╭──

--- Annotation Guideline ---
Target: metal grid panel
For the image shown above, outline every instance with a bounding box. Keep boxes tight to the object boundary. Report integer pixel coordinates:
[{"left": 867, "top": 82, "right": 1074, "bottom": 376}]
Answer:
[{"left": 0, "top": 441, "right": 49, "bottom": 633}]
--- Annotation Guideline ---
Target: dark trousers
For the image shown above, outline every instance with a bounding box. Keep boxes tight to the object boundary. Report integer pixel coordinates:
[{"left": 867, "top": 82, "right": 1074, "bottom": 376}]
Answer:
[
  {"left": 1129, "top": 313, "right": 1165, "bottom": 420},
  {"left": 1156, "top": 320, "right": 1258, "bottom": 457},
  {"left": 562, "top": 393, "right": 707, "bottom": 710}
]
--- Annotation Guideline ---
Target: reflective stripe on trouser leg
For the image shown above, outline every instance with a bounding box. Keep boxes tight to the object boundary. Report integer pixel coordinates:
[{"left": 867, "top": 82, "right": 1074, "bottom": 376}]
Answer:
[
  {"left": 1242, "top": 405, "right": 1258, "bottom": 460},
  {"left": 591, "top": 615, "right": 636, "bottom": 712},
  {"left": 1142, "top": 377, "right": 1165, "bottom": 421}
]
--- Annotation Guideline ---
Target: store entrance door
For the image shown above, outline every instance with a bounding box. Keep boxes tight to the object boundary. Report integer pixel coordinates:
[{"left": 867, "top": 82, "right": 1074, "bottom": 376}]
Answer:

╰──

### Task instructions
Show every line of the entries above that contains the string "Target", matching case exactly.

### Written answer
Target: metal grid panel
Target: dark trousers
Target: reflective stripe on trouser leg
Target: store entrance door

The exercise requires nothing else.